Top of Dataset content

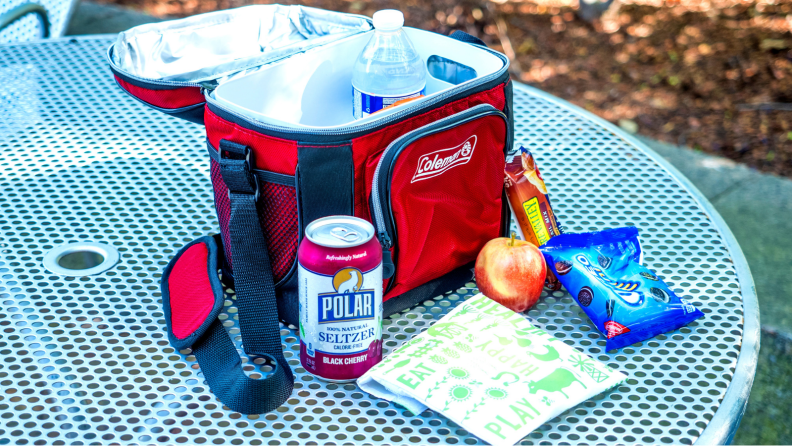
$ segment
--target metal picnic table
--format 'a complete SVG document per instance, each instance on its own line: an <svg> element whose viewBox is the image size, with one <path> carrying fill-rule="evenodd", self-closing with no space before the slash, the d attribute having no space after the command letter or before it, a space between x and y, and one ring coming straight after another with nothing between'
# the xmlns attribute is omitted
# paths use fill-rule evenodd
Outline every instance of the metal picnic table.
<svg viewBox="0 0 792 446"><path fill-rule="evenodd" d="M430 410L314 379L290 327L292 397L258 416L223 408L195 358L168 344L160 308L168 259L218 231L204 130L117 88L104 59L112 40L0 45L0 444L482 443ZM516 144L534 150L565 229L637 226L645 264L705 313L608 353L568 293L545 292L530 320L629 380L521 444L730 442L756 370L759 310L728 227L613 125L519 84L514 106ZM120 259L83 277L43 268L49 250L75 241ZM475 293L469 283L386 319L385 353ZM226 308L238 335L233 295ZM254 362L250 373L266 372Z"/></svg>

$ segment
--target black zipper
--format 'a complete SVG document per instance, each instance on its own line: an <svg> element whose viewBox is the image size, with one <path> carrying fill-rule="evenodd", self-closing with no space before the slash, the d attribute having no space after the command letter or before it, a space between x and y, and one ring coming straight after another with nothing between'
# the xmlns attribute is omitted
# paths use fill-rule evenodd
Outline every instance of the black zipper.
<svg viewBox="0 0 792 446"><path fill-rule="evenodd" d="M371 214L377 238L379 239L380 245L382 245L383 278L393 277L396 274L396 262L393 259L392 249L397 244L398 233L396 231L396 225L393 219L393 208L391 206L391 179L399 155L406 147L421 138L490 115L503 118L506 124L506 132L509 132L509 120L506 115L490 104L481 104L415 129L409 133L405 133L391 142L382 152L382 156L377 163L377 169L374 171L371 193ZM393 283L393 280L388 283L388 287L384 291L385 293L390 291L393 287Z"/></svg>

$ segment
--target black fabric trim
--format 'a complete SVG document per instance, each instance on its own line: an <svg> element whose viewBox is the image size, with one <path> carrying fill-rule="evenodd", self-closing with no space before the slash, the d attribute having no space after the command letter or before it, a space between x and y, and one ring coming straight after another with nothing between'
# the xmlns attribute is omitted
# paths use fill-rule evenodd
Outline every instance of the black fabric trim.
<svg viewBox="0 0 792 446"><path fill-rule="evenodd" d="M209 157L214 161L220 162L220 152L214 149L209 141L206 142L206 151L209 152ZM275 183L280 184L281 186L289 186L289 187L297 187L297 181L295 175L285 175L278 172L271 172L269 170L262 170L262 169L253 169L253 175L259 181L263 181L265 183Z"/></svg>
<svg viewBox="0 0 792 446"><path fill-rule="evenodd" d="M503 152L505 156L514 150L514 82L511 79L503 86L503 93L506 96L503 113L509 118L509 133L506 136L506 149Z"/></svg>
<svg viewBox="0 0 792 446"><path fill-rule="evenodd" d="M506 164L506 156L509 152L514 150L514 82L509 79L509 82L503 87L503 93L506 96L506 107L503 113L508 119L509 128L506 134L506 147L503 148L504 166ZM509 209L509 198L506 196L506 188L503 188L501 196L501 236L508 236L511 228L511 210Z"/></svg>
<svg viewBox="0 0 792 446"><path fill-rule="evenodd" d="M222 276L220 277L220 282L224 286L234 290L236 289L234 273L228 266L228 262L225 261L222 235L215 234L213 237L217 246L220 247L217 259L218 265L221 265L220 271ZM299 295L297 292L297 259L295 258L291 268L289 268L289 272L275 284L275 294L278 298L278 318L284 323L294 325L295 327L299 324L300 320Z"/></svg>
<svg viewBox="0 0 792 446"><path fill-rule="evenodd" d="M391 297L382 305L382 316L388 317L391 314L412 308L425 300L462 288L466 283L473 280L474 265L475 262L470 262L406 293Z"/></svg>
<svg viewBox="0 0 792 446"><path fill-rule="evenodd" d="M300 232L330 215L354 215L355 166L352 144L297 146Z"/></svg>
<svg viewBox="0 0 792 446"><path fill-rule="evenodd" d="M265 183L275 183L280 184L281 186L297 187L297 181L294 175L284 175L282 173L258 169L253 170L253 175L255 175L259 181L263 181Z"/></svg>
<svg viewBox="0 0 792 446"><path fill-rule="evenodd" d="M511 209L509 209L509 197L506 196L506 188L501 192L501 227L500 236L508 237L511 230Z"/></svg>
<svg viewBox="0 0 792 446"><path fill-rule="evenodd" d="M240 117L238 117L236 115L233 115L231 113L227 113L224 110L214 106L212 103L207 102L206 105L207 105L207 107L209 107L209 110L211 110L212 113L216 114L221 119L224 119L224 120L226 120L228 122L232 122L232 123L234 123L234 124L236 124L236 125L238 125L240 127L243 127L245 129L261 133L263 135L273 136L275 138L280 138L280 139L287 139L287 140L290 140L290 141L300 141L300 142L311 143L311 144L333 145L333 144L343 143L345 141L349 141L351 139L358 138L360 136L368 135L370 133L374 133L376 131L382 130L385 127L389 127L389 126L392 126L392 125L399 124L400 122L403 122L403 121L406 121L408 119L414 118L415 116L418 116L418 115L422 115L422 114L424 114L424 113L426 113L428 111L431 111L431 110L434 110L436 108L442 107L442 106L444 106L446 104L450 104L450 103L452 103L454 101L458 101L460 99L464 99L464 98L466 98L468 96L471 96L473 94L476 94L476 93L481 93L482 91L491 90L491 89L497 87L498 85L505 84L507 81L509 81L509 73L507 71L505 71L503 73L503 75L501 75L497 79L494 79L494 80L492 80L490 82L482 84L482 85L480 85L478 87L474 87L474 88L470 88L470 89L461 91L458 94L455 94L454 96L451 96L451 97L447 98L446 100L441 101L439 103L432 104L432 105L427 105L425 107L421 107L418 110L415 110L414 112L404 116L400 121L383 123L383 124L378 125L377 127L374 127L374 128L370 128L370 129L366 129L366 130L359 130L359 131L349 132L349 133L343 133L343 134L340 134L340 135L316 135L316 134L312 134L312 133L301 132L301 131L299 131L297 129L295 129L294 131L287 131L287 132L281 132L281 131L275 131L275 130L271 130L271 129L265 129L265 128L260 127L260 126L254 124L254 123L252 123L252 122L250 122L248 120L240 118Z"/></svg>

Bottom of Dataset content

Each record has to be set down verbatim, and the pictures must not appear in the copy.

- [Answer]
$ segment
--target metal picnic table
--format 'a complete SVG document per instance, each instance on its own line: an <svg> element whose viewBox is the image size, with one <path> carrying fill-rule="evenodd", self-closing with no space before the slash, the d attribute having no space after the command letter or before it, a space between x and y, and one ring coming straight after another with nothing between'
# the xmlns attribute is omitted
# paths use fill-rule evenodd
Outline every instance of the metal picnic table.
<svg viewBox="0 0 792 446"><path fill-rule="evenodd" d="M430 410L314 379L290 327L292 397L258 416L223 408L195 358L168 344L160 308L168 259L218 231L204 130L117 88L104 59L112 40L0 45L0 444L482 443ZM516 144L534 150L565 229L637 226L645 264L705 313L608 353L568 293L545 292L530 320L629 380L521 444L730 442L756 370L759 310L728 227L613 125L519 84L514 106ZM120 259L83 277L43 268L49 250L75 241ZM475 293L469 283L386 319L385 353ZM226 308L238 335L233 295ZM254 362L250 373L266 372Z"/></svg>

$ segment
--target black zipper
--format 'a complete SVG document per instance, each instance on its own line: an <svg> element whose viewBox is the image size, with one <path> carrying fill-rule="evenodd", self-closing with no space before the slash, the d attribute having no space after the command letter or before it, a space between x and y, and one ring coming straight after another with nothing between'
# the xmlns attribute is omitted
# paths use fill-rule evenodd
Outline every instance of the black zipper.
<svg viewBox="0 0 792 446"><path fill-rule="evenodd" d="M371 214L377 238L379 239L380 245L382 245L383 278L393 277L396 274L396 262L393 259L392 249L397 244L398 233L396 231L396 225L393 219L393 208L391 206L391 179L399 155L406 147L421 138L490 115L503 118L506 124L506 132L509 132L509 120L506 115L490 104L481 104L415 129L409 133L405 133L391 142L382 152L382 156L377 163L377 169L374 171L371 193ZM393 283L393 280L388 283L388 287L384 291L385 293L390 291L393 287Z"/></svg>

$ segment
--target black fabric trim
--format 'a complete SVG document per instance, each instance on its own line: an <svg> element whose viewBox is the image size, with one <path> carrying fill-rule="evenodd", self-closing with no space before the slash, the d attribute having no space after the command letter or before it, a space between x and y, and one ring coming straight after another with nothing between'
# the xmlns attribute is omitted
# paths use fill-rule evenodd
Outline every instance of the black fabric trim.
<svg viewBox="0 0 792 446"><path fill-rule="evenodd" d="M209 157L214 161L220 162L220 152L214 149L209 141L206 142L206 151L209 152ZM275 183L280 184L281 186L289 186L289 187L297 187L297 181L295 175L285 175L278 172L271 172L269 170L262 170L262 169L253 169L253 175L259 181L263 181L265 183Z"/></svg>
<svg viewBox="0 0 792 446"><path fill-rule="evenodd" d="M503 152L505 156L514 150L514 82L511 79L503 86L503 93L506 96L503 113L509 118L509 133L506 136L506 149Z"/></svg>
<svg viewBox="0 0 792 446"><path fill-rule="evenodd" d="M506 164L506 156L509 152L514 150L514 82L509 79L509 82L503 87L503 93L506 96L506 107L503 113L508 119L509 128L506 134L506 147L503 148L504 166ZM509 209L509 198L506 196L506 188L503 188L501 196L501 236L508 236L511 228L511 210Z"/></svg>
<svg viewBox="0 0 792 446"><path fill-rule="evenodd" d="M222 276L220 277L220 282L224 286L234 290L236 289L234 273L228 266L228 262L225 261L222 235L215 234L213 237L217 246L220 247L217 259L218 265L221 265L220 271ZM299 295L297 292L297 259L295 258L291 268L289 268L289 272L275 284L275 294L278 298L278 318L284 323L294 325L295 327L299 324L300 320Z"/></svg>
<svg viewBox="0 0 792 446"><path fill-rule="evenodd" d="M391 297L382 305L382 316L388 317L391 314L412 308L425 300L462 288L466 283L473 280L474 265L475 262L470 262L406 293Z"/></svg>
<svg viewBox="0 0 792 446"><path fill-rule="evenodd" d="M300 232L330 215L354 215L355 166L352 144L297 146Z"/></svg>
<svg viewBox="0 0 792 446"><path fill-rule="evenodd" d="M265 183L275 183L280 184L281 186L297 187L297 181L294 175L284 175L282 173L258 169L253 170L253 175L255 175L259 181L263 181Z"/></svg>
<svg viewBox="0 0 792 446"><path fill-rule="evenodd" d="M511 209L509 209L509 197L506 196L506 188L501 192L501 227L500 236L508 237L511 230Z"/></svg>
<svg viewBox="0 0 792 446"><path fill-rule="evenodd" d="M240 117L238 117L236 115L233 115L231 113L227 113L224 110L214 106L212 103L207 102L206 105L207 105L207 107L209 107L209 110L211 110L212 113L216 114L221 119L224 119L224 120L226 120L228 122L232 122L232 123L234 123L234 124L236 124L236 125L238 125L240 127L243 127L245 129L261 133L263 135L273 136L275 138L280 138L280 139L287 139L287 140L290 140L290 141L300 141L300 142L311 143L311 144L333 145L333 144L343 143L345 141L349 141L351 139L358 138L360 136L368 135L370 133L374 133L376 131L382 130L385 127L389 127L389 126L392 126L392 125L399 124L400 122L403 122L403 121L406 121L408 119L414 118L415 116L418 116L418 115L422 115L422 114L424 114L424 113L426 113L428 111L431 111L431 110L434 110L436 108L442 107L442 106L444 106L446 104L450 104L450 103L452 103L454 101L458 101L460 99L464 99L464 98L466 98L468 96L471 96L473 94L476 94L476 93L481 93L482 91L491 90L491 89L497 87L498 85L505 84L507 81L509 81L509 73L507 71L505 71L503 73L503 75L501 75L497 79L494 79L494 80L492 80L490 82L482 84L482 85L480 85L478 87L474 87L474 88L470 88L470 89L461 91L458 94L455 94L454 96L451 96L451 97L447 98L446 100L441 101L439 103L432 104L432 105L427 105L425 107L421 107L418 110L415 110L414 112L404 116L400 121L383 123L383 124L378 125L377 127L374 127L374 128L370 128L370 129L366 129L366 130L359 130L359 131L349 132L349 133L343 133L343 134L340 134L340 135L316 135L316 134L312 134L312 133L301 132L301 131L299 131L297 129L295 129L294 131L287 131L287 132L281 132L281 131L275 131L275 130L271 130L271 129L265 129L265 128L260 127L260 126L254 124L254 123L252 123L252 122L250 122L248 120L240 118Z"/></svg>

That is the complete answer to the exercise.